>> Start EXERCISE INPUTS

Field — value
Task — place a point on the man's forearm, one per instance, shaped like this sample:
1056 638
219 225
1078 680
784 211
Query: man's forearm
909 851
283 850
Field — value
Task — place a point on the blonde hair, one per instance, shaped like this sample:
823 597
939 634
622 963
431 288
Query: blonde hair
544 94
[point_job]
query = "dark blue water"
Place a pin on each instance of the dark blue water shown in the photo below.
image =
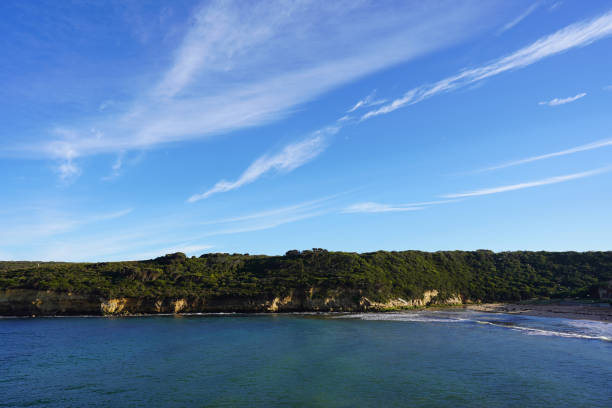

>> End EXERCISE INPUTS

→ **AIM OF THE TASK**
Update the data above by replacing "forearm" with "wrist" and changing nothing else, then give all of it again without the pictures.

→ **COMPLETED TASK**
Field — value
Task — place a point on the man's wrist, one per instance, shaped like this sample:
1056 638
219 225
1078 680
784 211
Query: man's wrist
909 851
283 850
Field — value
Task — place a point on the blonde hair, one per instance, shaped like this sample:
823 597
939 634
622 963
431 288
Query: blonde hair
544 94
[point_job]
query = "dark blue water"
Place a pin on each instance of the dark blue water shown in the photo below.
image =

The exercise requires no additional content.